Exercise prompt: Arrange only the part of the rows below that opens with the line containing "Prove it: the bear's dark" and closes with the line containing "0;327;206;366", both ends included, as a Markdown table with the columns Number and Line. Give each line its own numbered entry and leave out blank lines.

Excerpts from a detection dataset:
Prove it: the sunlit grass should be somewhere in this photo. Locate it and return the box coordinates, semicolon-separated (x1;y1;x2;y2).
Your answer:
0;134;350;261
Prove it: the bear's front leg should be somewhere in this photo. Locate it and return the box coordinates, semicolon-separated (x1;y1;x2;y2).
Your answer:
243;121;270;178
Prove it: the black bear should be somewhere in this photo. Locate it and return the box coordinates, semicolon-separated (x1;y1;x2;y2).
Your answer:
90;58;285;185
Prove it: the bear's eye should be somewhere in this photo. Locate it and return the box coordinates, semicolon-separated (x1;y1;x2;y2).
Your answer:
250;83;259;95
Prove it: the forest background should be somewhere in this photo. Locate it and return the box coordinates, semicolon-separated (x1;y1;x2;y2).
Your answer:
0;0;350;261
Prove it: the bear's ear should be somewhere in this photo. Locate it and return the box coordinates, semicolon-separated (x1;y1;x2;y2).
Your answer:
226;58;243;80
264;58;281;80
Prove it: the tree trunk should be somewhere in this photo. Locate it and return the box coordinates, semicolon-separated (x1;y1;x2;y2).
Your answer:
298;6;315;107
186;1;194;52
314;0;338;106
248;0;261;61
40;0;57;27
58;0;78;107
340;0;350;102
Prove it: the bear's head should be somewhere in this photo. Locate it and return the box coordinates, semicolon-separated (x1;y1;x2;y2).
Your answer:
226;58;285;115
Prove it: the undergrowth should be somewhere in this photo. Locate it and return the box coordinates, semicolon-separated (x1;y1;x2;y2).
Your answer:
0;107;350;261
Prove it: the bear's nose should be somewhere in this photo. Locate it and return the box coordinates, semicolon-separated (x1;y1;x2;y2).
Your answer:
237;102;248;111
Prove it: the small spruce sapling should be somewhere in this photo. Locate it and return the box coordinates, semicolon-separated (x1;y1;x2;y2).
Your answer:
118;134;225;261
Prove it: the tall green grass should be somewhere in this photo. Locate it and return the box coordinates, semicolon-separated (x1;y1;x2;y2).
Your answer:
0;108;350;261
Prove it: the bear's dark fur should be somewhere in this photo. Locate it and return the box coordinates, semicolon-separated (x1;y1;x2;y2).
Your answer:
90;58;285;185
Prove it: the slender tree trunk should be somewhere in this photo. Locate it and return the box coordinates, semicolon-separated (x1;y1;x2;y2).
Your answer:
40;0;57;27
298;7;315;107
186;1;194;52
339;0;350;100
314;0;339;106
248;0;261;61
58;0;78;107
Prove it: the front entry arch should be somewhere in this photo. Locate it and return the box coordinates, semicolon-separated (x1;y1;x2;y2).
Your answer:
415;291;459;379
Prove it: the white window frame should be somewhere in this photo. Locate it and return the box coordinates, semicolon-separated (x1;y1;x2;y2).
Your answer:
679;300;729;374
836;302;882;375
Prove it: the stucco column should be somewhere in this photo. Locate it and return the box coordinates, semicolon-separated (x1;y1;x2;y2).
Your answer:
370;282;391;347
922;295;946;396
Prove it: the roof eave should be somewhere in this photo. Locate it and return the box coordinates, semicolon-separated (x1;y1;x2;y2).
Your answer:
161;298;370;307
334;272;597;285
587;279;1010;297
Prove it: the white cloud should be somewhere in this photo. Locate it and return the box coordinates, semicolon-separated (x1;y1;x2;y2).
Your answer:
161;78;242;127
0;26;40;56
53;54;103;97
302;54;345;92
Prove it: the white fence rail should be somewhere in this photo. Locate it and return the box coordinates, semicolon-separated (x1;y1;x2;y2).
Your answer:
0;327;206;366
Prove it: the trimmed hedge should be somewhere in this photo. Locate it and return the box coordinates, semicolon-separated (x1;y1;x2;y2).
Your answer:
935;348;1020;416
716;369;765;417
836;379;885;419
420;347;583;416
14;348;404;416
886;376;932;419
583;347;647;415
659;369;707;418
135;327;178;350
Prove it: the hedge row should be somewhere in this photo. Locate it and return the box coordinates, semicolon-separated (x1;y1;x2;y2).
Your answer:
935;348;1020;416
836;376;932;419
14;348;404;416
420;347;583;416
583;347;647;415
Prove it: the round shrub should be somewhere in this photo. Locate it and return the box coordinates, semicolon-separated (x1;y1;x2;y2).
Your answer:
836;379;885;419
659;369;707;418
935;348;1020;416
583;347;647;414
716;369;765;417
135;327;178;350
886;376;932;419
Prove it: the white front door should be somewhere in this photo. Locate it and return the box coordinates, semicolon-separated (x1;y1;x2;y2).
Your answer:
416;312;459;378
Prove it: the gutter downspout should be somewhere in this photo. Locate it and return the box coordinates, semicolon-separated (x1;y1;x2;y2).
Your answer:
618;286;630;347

Solution to the problem:
| Number | Line |
|---|---|
| 1 | Prove it: the bear's dark fur should be somewhere in this photo. Locate it and return the box coordinates, semicolon-separated (x1;y1;x2;y2). |
| 2 | Your answer: |
| 3 | 90;58;285;185 |
| 4 | Prove it: the slender tree trunk should be somewhere in this photo. Locate it and return the box coordinates, semicolon-separated (x1;y1;x2;y2). |
| 5 | Your answer: |
| 6 | 40;0;57;27 |
| 7 | 298;7;315;107 |
| 8 | 186;1;194;52 |
| 9 | 339;0;350;100 |
| 10 | 314;0;339;106 |
| 11 | 248;0;261;61 |
| 12 | 58;0;78;107 |
| 13 | Prove it: the front entry arch should be somewhere in this photo. Locate it and return the box coordinates, semicolon-separated (x1;y1;x2;y2). |
| 14 | Your answer: |
| 15 | 415;291;459;379 |
| 16 | Prove it: the white window frame should be somewhere in this photo. Locate it and return the box coordinates, semicolon-separated (x1;y1;x2;y2). |
| 17 | Your answer: |
| 18 | 679;300;729;374 |
| 19 | 836;302;882;375 |
| 20 | Prove it: the stucco column should be somewhere in this photo. Locate it and return the box coordinates, semicolon-separated (x1;y1;x2;y2). |
| 21 | Your answer: |
| 22 | 370;282;391;347 |
| 23 | 922;295;946;396 |
| 24 | Prove it: the roof eave should be somewhere in this photo. Locate it and return the box coordinates, semicolon-separated (x1;y1;x2;y2). |
| 25 | Your answer: |
| 26 | 161;298;370;307 |
| 27 | 334;272;597;285 |
| 28 | 587;279;1010;297 |
| 29 | Prove it: the white cloud should be somewhere in this photo. Locate it and return the box coordinates, semicolon-separated (x1;y1;x2;y2). |
| 30 | Your answer: |
| 31 | 161;78;242;127 |
| 32 | 0;26;40;56 |
| 33 | 53;54;103;97 |
| 34 | 302;54;345;92 |
| 35 | Prove it: the white fence rail should be somewhere in this photo. Locate it and return the box coordinates, semicolon-separated (x1;y1;x2;y2). |
| 36 | Your answer: |
| 37 | 0;327;206;366 |